Problem
Below is a listing. Set down exactly the lines from the one containing "Definition of the keypoint: for every instance of the bare" through the one containing "Definition of the keypoint: for every instance of the green", both ends included, and leave out the rest.

Data section
[Start of section]
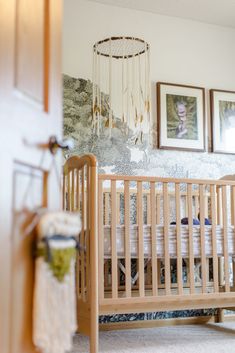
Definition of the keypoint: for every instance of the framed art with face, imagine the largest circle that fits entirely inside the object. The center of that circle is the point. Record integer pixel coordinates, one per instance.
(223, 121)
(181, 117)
[End of section]
[Start of section]
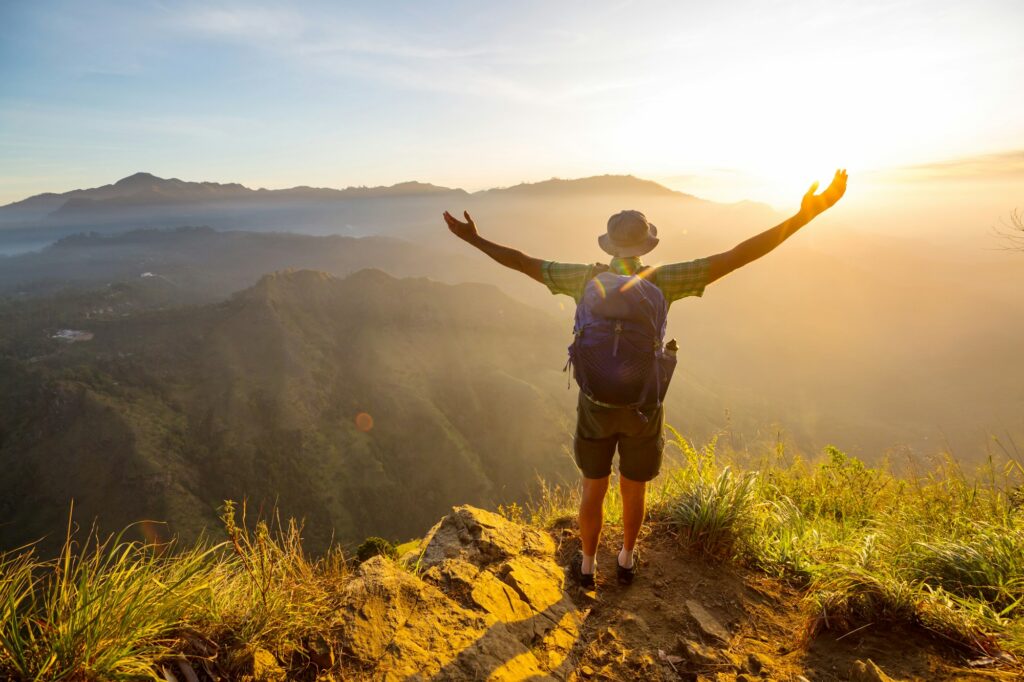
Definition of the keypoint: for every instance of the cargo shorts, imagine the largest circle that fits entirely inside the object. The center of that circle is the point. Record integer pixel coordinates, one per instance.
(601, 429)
[End of section]
[Start of section]
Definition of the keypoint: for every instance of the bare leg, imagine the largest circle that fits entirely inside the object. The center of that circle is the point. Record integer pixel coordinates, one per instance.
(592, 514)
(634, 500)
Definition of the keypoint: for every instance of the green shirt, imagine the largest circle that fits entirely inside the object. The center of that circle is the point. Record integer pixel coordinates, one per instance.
[End of section]
Answer below
Definition of the keypoint: for every instance of the bare leg, imagine the largest circle that fits entirely inside the object. The center of that circle is the point. Record integer pixel coordinates, one per instance.
(592, 514)
(634, 500)
Definition of the keypoint: for every instance of the green shirt, imagine the largest circle that fits entirely inside the object. The center of that circle is the point. Record integer pixel coordinates, one per instance.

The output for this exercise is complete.